The Holocaust is usually associated with European Jewry. Little is known as to whether other Jewish communities, such as those in the Middle East and North Africa, had also suffered a fate similar to that of their brethren in Europe. The extent to which these communities suffered at the hands of the Germans or their proxies was minimal in number compared to the suffering in Europe. Nevertheless, Germany's penetration into the Middle East and North Africa did not spare the Jewish communities with whom they came in contact from suffering the same destiny as their brethren in Europe. The fact that their success was only partially realized was due to the turn of events at the battle of El Alamein and the eventual defeat of the German forces on North African soil.

> [Stored data]
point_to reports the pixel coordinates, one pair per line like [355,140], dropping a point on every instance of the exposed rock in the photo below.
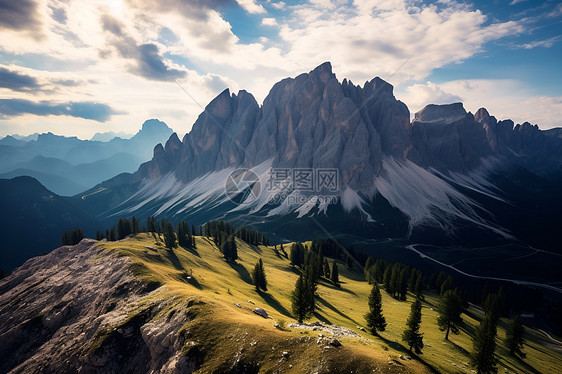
[261,312]
[82,314]
[335,343]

> [Task to complete] Retype, word for word, the section of the passage on Jewish communities of the Middle East and North Africa during the Holocaust that opens with the words containing "The Holocaust is" and closes with "North African soil.".

> [The answer]
The Holocaust is usually associated with European Jewry. Little is known as to whether other Jewish communities, such as those in the Middle East and North Africa, had also suffered a fate similar to that of their brethren in Europe. The extent to which these communities suffered at the hands of the Germans or their proxies was minimal in number compared to the suffering in Europe. Nevertheless, Germany's penetration into the Middle East and North Africa did not spare the Jewish communities with whom they came in contact from suffering the same destiny as their brethren in Europe. The fact that their success was only partially realized was due to the turn of events at the battle of El Alamein and the eventual defeat of the German forces on North African soil.